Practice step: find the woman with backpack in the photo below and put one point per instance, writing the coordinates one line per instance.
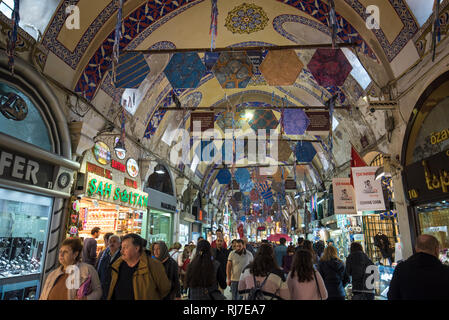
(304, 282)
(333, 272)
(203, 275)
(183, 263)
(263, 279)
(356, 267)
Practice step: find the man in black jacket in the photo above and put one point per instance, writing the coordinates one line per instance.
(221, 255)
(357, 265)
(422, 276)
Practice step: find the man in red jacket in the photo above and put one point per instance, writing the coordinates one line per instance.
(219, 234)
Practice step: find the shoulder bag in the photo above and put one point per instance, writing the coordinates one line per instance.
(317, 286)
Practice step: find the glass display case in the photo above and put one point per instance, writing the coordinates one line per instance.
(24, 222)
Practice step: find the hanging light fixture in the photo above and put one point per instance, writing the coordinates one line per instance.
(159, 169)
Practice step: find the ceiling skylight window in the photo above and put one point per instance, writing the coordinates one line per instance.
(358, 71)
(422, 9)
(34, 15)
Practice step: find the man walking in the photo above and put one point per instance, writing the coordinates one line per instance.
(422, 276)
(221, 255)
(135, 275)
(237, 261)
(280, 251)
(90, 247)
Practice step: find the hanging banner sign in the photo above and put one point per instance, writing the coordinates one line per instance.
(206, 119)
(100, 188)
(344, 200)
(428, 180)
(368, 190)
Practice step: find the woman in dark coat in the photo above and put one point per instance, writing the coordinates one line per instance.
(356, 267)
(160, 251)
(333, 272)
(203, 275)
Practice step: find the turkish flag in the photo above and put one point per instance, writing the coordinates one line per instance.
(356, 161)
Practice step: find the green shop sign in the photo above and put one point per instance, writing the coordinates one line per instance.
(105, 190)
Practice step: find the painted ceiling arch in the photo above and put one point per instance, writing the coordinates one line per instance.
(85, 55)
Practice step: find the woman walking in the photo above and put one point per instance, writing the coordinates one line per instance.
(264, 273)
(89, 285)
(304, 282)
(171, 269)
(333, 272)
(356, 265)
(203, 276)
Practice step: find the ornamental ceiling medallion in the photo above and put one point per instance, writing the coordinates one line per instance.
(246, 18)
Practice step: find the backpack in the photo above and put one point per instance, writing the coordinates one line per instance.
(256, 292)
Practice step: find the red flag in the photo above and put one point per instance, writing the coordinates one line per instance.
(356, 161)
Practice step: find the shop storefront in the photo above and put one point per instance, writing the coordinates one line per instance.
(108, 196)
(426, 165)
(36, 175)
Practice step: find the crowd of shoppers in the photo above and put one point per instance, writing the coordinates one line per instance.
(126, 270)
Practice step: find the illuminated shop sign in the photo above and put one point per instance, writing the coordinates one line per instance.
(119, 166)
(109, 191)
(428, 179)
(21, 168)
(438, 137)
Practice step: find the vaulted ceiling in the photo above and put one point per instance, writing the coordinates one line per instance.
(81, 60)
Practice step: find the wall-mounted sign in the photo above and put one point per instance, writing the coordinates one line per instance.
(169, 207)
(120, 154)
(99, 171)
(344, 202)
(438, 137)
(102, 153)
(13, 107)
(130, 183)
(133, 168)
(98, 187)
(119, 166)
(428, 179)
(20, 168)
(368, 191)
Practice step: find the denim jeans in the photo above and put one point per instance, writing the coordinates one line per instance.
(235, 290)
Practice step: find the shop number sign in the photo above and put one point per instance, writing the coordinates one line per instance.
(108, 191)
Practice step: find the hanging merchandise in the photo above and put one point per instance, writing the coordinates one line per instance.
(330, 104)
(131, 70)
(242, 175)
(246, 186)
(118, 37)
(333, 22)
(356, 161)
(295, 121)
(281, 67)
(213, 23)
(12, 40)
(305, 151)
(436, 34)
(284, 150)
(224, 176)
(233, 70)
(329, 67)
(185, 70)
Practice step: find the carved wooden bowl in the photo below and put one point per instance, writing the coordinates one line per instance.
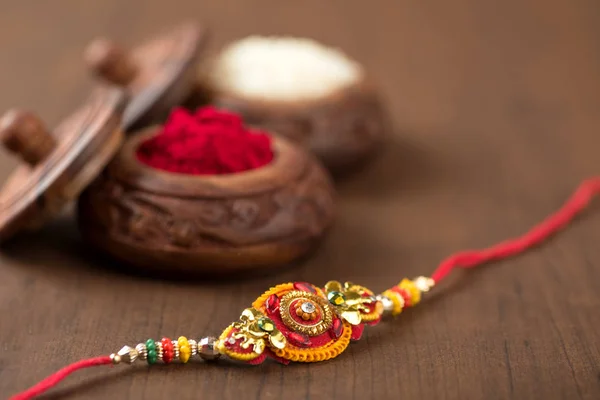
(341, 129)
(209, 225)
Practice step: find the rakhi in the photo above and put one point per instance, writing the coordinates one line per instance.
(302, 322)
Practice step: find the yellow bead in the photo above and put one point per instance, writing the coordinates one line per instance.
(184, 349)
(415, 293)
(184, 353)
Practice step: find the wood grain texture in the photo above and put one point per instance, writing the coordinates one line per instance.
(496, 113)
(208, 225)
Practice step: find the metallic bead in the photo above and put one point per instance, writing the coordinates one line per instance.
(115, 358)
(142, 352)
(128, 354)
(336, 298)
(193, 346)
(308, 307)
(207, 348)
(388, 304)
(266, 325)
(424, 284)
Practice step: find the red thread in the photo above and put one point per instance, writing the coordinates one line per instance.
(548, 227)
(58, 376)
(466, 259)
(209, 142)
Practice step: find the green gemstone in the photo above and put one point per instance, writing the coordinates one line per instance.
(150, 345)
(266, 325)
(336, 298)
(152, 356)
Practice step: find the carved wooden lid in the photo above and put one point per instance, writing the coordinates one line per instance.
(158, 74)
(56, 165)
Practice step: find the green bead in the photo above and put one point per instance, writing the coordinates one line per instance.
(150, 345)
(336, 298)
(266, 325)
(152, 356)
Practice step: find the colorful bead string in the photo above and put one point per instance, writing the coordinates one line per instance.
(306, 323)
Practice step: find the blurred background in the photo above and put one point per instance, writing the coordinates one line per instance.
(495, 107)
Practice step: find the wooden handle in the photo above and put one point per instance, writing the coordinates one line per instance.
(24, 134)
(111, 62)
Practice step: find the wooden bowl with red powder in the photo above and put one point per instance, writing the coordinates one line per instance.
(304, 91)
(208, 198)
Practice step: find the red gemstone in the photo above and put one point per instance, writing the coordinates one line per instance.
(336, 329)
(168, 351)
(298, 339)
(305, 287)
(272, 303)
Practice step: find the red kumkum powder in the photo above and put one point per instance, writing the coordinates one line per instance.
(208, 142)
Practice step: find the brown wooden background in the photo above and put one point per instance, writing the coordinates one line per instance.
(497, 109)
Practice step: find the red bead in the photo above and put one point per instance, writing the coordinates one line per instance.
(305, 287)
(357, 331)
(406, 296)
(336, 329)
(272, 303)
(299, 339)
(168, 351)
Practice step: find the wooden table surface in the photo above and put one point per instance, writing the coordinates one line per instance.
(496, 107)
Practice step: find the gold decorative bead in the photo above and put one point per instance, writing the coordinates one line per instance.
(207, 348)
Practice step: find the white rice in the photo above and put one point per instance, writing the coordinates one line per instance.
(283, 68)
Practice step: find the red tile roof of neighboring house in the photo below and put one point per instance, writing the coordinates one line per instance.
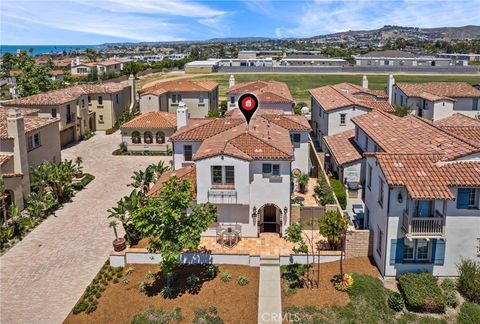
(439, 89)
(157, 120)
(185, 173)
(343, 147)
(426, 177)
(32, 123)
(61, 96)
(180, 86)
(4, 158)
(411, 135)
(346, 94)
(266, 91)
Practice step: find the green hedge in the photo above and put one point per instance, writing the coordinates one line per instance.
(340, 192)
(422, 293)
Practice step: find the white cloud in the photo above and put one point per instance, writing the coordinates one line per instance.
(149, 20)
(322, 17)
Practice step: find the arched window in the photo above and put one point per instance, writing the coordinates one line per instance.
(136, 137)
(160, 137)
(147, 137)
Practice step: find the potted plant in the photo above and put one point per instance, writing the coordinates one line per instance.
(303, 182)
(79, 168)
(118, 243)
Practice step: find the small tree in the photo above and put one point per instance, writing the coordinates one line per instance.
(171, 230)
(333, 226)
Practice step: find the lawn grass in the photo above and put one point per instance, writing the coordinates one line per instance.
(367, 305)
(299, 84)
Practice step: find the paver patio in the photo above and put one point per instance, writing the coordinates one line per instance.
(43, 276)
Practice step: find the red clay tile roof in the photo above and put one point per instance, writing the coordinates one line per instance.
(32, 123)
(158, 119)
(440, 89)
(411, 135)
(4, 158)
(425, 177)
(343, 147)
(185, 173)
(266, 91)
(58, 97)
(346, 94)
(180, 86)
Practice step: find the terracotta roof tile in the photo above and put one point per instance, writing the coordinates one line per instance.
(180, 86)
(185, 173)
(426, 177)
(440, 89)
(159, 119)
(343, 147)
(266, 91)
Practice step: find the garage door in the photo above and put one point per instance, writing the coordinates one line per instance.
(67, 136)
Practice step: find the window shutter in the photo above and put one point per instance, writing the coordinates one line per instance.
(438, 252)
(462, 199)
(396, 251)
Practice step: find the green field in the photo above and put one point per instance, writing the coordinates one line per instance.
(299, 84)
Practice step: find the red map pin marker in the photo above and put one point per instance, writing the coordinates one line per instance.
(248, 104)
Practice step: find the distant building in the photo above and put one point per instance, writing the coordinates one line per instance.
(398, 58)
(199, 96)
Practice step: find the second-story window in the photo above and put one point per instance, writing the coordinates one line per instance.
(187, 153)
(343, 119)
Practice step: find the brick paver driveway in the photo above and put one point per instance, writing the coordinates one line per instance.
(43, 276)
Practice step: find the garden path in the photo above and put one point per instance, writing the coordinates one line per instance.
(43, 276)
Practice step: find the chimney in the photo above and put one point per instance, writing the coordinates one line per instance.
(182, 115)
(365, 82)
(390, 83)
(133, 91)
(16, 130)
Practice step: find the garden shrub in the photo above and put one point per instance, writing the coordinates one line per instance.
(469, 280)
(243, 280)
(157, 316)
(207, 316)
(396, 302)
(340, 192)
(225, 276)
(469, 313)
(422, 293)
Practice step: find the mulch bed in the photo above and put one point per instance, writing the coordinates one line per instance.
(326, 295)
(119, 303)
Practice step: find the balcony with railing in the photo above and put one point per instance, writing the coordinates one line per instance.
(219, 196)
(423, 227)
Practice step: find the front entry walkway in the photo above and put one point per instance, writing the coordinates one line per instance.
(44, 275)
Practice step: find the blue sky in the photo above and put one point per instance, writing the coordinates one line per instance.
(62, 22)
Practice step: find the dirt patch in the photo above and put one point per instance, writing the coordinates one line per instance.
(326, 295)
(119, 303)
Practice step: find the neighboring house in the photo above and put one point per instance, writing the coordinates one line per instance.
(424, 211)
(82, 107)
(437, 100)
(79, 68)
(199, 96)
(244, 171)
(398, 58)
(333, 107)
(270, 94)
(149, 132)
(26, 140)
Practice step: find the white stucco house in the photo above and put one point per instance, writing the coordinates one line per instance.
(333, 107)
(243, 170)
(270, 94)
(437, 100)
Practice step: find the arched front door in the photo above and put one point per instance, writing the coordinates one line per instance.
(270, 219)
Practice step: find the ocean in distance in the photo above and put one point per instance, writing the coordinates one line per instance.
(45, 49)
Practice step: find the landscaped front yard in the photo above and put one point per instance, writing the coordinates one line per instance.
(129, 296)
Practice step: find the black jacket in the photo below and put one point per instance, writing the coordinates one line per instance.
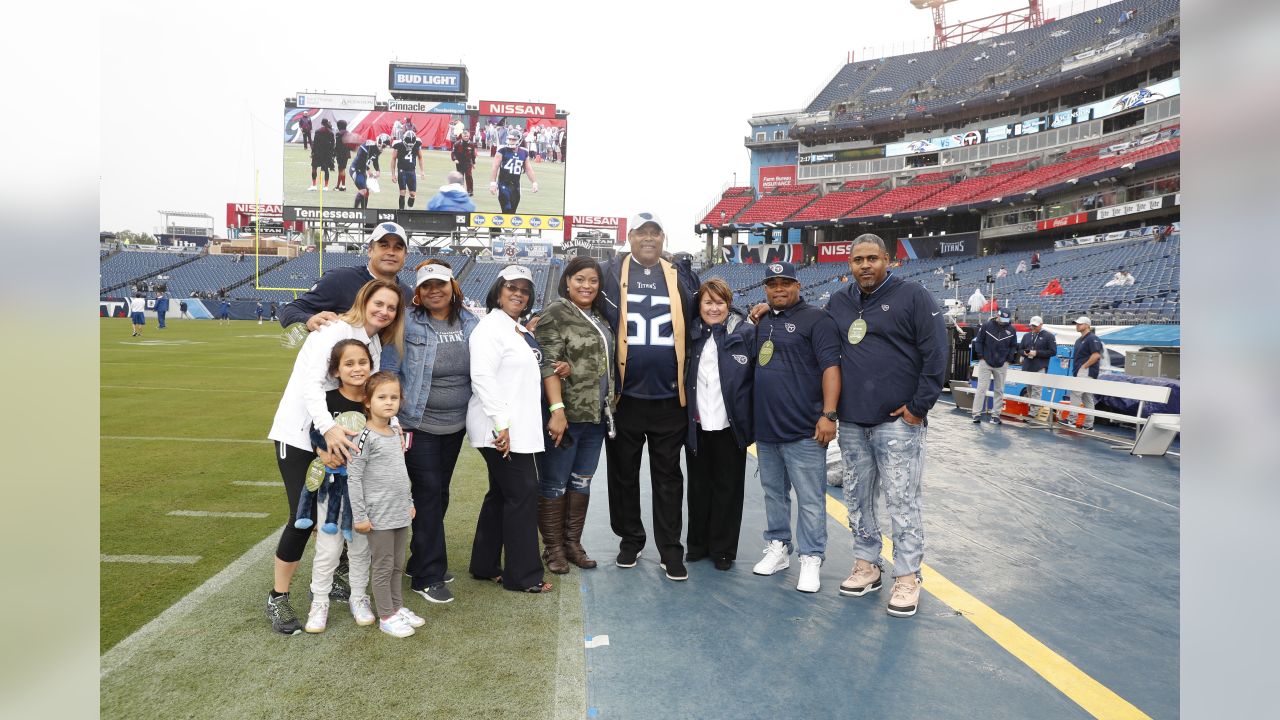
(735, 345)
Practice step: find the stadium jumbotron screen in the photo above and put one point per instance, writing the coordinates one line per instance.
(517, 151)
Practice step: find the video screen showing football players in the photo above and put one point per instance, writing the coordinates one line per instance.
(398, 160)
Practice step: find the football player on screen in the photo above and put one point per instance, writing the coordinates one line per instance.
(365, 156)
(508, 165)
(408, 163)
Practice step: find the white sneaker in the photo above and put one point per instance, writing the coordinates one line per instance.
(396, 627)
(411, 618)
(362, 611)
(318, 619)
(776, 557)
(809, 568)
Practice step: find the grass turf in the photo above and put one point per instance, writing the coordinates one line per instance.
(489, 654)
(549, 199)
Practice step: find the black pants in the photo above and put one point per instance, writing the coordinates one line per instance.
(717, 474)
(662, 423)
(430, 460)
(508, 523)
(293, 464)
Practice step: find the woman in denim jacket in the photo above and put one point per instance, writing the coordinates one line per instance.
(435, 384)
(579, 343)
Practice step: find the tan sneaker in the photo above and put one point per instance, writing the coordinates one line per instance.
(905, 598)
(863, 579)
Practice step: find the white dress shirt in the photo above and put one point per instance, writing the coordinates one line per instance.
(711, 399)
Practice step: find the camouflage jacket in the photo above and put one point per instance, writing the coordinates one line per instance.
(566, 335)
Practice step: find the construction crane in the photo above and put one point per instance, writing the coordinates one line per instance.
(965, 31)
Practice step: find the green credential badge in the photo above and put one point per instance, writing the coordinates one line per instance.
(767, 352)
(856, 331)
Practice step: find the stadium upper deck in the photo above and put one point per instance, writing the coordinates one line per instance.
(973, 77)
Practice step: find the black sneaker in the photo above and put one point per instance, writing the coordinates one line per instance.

= = = = =

In the listing above, find the line containing "Practice step: find the woman in denim" and please quote exactly that line through the last one, and no other lines.

Practice step: find the woman in denim jacket in the photo above and put one point per instance, writing the coordinates one line per instance.
(435, 384)
(579, 343)
Practice step: find the tan sneaker in the photo above and put one point per instance, writing the coordinates one line per instance.
(905, 598)
(863, 579)
Practice step: find the white dress shirt in the photo above and put one point per instance, writing the coordinates one line per instance.
(711, 399)
Practice step: find the camouflage jacket in the photo above and put one point per instance, writing the coordinates one line per instance.
(566, 335)
Practice step: find the construction crane in the photo above and put one point per instance, writing the coordinates one line per instance.
(965, 31)
Practice step: find the green credential badge in the photo above and put one point per instance, writing the coordinates one line per instance.
(767, 352)
(856, 331)
Practice step: find the stadium upper deck in the photo above and put one point per instance, writing the coordinates one line per instance.
(973, 77)
Practice step: find the black sneaker in the photo above and put one point per instance, writing the coordinates one line per instance.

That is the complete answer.